#### Exercise directions
Count the lines in the records below that contain the string "pole", treating uppercase and lowercase as distinct, and reply with the number alone.

Rows from a pointing dataset

++++

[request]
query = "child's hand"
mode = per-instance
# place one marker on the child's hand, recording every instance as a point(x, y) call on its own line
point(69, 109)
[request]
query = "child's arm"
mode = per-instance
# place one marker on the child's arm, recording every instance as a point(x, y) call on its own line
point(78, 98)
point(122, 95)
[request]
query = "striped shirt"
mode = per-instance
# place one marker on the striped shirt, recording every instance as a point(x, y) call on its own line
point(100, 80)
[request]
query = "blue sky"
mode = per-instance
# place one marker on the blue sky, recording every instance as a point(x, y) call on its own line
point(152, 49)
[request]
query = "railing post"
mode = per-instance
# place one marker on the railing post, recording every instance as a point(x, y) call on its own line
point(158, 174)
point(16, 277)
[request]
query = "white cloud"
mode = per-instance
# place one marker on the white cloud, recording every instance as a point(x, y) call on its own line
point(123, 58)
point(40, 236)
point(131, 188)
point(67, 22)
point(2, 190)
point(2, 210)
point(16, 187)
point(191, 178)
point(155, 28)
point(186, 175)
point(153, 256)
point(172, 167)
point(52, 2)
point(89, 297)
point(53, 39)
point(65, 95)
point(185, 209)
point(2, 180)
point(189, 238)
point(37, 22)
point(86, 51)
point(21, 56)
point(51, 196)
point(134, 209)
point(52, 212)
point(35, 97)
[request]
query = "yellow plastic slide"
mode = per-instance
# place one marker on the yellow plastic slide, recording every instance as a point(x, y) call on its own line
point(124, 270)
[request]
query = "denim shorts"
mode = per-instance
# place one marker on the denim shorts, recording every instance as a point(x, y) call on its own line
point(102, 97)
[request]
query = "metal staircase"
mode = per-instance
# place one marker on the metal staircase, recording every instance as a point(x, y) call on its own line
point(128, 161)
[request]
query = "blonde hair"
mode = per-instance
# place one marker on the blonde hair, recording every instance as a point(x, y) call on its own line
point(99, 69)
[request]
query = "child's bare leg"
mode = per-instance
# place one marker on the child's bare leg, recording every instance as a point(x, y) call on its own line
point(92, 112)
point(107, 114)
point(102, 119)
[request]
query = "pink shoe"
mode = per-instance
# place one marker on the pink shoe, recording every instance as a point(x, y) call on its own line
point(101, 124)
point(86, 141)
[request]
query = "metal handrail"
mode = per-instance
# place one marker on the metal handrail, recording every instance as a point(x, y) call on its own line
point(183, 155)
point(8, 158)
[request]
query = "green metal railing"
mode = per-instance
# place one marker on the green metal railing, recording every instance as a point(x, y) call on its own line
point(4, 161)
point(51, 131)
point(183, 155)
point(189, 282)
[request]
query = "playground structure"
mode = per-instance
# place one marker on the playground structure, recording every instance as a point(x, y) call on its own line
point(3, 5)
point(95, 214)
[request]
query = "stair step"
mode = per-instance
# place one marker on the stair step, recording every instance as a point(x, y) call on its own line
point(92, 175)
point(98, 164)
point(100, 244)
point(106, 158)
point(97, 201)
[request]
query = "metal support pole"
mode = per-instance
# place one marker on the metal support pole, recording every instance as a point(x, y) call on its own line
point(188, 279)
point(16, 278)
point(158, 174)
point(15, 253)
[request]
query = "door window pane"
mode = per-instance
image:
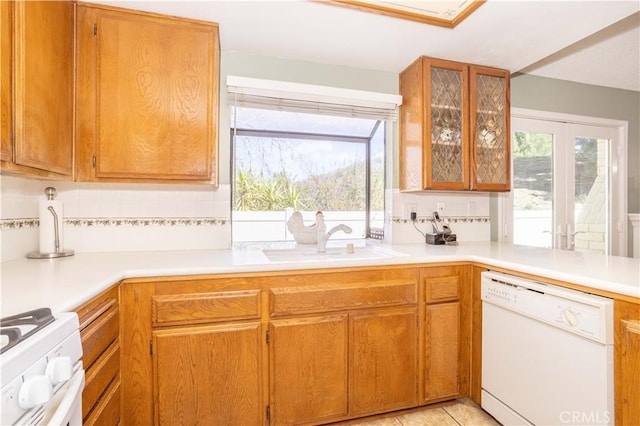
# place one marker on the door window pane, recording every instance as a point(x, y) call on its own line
point(592, 194)
point(533, 189)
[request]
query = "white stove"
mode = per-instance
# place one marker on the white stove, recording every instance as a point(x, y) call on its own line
point(41, 372)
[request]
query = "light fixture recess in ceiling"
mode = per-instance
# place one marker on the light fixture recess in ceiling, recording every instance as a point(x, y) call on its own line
point(444, 13)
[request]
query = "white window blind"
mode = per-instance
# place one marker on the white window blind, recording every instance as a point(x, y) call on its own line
point(298, 97)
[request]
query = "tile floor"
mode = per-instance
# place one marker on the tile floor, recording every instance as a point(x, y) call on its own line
point(458, 413)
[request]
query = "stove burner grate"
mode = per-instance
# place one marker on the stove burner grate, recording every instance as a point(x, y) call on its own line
point(10, 326)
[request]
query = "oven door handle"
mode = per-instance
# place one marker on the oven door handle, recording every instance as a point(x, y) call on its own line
point(70, 403)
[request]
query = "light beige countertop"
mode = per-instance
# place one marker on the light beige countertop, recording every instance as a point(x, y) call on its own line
point(63, 284)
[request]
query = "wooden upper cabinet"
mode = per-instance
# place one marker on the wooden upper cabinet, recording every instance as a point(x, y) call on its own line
point(490, 129)
point(454, 127)
point(147, 97)
point(37, 87)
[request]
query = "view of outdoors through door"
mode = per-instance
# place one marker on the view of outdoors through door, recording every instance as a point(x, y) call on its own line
point(562, 194)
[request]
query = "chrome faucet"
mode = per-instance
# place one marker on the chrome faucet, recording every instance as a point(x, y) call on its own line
point(324, 237)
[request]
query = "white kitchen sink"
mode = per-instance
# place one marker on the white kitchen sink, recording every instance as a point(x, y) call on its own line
point(310, 254)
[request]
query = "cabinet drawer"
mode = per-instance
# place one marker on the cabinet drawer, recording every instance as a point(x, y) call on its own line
point(338, 296)
point(205, 307)
point(442, 289)
point(107, 412)
point(98, 377)
point(98, 335)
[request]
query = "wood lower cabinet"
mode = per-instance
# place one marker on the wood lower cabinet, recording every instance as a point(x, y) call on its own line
point(447, 333)
point(208, 375)
point(303, 347)
point(194, 348)
point(100, 334)
point(37, 88)
point(442, 350)
point(627, 362)
point(359, 357)
point(383, 356)
point(147, 96)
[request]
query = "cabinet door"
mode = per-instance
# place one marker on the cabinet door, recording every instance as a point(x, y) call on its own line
point(208, 375)
point(490, 130)
point(154, 88)
point(383, 360)
point(308, 368)
point(630, 366)
point(442, 350)
point(6, 145)
point(447, 125)
point(43, 78)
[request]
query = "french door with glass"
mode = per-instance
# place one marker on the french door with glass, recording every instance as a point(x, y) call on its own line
point(565, 186)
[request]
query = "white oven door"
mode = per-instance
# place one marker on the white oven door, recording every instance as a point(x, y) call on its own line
point(65, 408)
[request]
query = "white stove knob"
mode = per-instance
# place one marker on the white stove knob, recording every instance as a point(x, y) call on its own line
point(569, 317)
point(36, 390)
point(59, 369)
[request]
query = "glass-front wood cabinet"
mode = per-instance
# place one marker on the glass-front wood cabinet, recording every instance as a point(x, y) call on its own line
point(454, 127)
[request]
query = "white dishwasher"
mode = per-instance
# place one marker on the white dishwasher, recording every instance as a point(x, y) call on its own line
point(547, 353)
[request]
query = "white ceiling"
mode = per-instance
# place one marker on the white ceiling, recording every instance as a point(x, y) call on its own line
point(543, 37)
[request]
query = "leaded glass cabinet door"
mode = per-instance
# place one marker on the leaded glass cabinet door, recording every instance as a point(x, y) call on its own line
point(490, 134)
point(447, 129)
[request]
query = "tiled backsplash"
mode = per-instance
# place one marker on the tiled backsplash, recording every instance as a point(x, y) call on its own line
point(467, 213)
point(117, 217)
point(121, 217)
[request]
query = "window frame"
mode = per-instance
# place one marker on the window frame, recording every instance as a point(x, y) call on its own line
point(370, 232)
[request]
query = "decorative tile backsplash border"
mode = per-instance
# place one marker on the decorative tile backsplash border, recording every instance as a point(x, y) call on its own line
point(19, 223)
point(450, 219)
point(119, 221)
point(188, 221)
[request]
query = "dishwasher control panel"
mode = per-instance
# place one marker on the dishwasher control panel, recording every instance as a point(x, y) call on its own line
point(581, 313)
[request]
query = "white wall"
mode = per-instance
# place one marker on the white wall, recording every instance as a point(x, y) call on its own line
point(108, 217)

++++

#### Reply to the exercise
2